* **Required work**:
Please recast the records below as a Markdown table with the columns "Row" and "Text". Number each line in "Row," put the line itself in "Text," and leave out blank lines.

(Dataset rows)
--
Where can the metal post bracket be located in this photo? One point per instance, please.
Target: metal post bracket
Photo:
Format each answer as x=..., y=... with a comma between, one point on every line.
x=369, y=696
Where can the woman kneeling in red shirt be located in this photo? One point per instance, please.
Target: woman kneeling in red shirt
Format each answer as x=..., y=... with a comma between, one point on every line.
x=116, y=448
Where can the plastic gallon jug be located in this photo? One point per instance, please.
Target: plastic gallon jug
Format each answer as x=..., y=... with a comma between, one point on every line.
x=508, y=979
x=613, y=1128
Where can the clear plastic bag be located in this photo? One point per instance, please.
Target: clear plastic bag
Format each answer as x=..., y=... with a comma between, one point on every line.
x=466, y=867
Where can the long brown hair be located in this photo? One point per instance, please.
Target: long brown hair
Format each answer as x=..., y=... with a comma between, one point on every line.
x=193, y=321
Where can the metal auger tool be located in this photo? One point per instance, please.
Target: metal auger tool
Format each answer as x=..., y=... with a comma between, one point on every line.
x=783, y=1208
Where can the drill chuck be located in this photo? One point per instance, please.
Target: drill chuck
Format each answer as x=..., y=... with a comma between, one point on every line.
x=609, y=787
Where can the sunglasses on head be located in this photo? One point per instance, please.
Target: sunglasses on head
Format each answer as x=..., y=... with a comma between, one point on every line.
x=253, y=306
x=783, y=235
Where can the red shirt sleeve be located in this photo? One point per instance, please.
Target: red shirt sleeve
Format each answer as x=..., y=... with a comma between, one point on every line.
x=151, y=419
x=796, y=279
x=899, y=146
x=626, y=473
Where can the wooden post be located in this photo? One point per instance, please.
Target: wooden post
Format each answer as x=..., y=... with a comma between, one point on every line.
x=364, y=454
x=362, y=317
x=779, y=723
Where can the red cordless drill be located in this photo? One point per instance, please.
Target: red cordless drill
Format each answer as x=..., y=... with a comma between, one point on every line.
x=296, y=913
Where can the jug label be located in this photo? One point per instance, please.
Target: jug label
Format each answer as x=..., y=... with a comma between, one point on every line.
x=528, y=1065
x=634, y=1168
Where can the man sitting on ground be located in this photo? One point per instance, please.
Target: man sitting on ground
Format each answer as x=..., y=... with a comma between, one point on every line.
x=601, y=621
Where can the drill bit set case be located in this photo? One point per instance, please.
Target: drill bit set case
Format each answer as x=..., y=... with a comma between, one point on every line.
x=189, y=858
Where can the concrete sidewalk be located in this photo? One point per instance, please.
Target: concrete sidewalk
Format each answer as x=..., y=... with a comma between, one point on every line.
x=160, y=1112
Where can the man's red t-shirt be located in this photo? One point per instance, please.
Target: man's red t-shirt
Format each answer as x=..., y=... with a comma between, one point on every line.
--
* **Output for this task**:
| Row | Text |
|---|---|
| 1 | Where can the metal post bracket be located in this photo? One point per instance, please. |
| 2 | Target: metal post bracket |
| 3 | Photo: |
| 4 | Format each answer as x=..., y=... with a comma between, one point on every line. |
| 5 | x=369, y=696 |
| 6 | Where can the woman kneeling in red shirt be located in this photo? One point per instance, please. |
| 7 | Target: woman kneeling in red shirt |
| 8 | Format each answer as x=..., y=... with a comma between, one point on every line. |
| 9 | x=116, y=448 |
| 10 | Where can the plastic gallon jug be located in this photo? One point per instance, please. |
| 11 | Target: plastic gallon jug |
| 12 | Format each answer as x=..., y=... with a comma between, one point on every line. |
| 13 | x=508, y=979 |
| 14 | x=613, y=1128 |
| 15 | Where can the clear plastic bag be located in this photo? One point per instance, please. |
| 16 | Target: clear plastic bag |
| 17 | Format each answer as x=..., y=... with a comma between, one point on every line. |
| 18 | x=466, y=867 |
| 19 | Where can the long brown hair be located in this photo? One point per instance, please. |
| 20 | Target: long brown hair |
| 21 | Format each answer as x=..., y=... with a comma between, one point on every line. |
| 22 | x=193, y=321 |
| 23 | Where can the metal auger tool be located in this photo? One point per instance, please. |
| 24 | Target: metal auger tool |
| 25 | Format each answer as x=..., y=... with a comma between, one point on every line. |
| 26 | x=783, y=1208 |
| 27 | Where can the drill chuck be located in this photo? One point per instance, please. |
| 28 | Target: drill chuck |
| 29 | Format each answer as x=..., y=... with a comma between, one point on every line. |
| 30 | x=609, y=787 |
| 31 | Where can the sunglasses on head be located in this photo? One point per instance, please. |
| 32 | Target: sunglasses on head |
| 33 | Format each answer as x=..., y=... with a comma between, one point on every line. |
| 34 | x=253, y=306 |
| 35 | x=783, y=235 |
| 36 | Where can the red shirt sleeve be located in this photo? One point per instance, please. |
| 37 | Target: red shirt sleeve |
| 38 | Format each answer as x=..., y=... with a comma between, one point on every line. |
| 39 | x=151, y=419 |
| 40 | x=796, y=279 |
| 41 | x=899, y=146 |
| 42 | x=626, y=473 |
| 43 | Where can the wooden post be located in this photo? One point per instance, please. |
| 44 | Target: wooden post |
| 45 | Format each answer as x=..., y=... with a comma between, one point on every line. |
| 46 | x=364, y=454 |
| 47 | x=362, y=317 |
| 48 | x=779, y=723 |
| 49 | Where can the red cordless drill be located in this photo? One point per instance, please. |
| 50 | Target: red cordless drill |
| 51 | Format each answer as x=..., y=... with a comma between, one point on every line. |
| 52 | x=296, y=913 |
| 53 | Where can the jug label be located in this photo? One point per instance, please. |
| 54 | Target: jug label |
| 55 | Format each answer as x=..., y=... with a comma between, one point on every line. |
| 56 | x=528, y=1065 |
| 57 | x=634, y=1168 |
| 58 | Where can the man sitting on ground be located in this photo? One point per instance, please. |
| 59 | Target: man sitting on ground |
| 60 | Format each answer as x=..., y=... with a comma between, one point on every line. |
| 61 | x=601, y=621 |
| 62 | Where can the drill bit set case be located in this photo? One point per instance, please. |
| 63 | Target: drill bit set case |
| 64 | Format each answer as x=..., y=... with a comma between, one point on every line. |
| 65 | x=189, y=858 |
| 66 | Where can the concrete sidewalk be located in this photo? One point per instance, please. |
| 67 | Target: concrete sidewalk |
| 68 | Format each answer as x=..., y=... with a comma between, one point on every line. |
| 69 | x=160, y=1112 |
| 70 | Where can the man's red t-shirt be located in this photo? One point per instance, please. |
| 71 | Target: man's red t-shirt |
| 72 | Format each answer as x=..., y=... with a comma between, one point on every line. |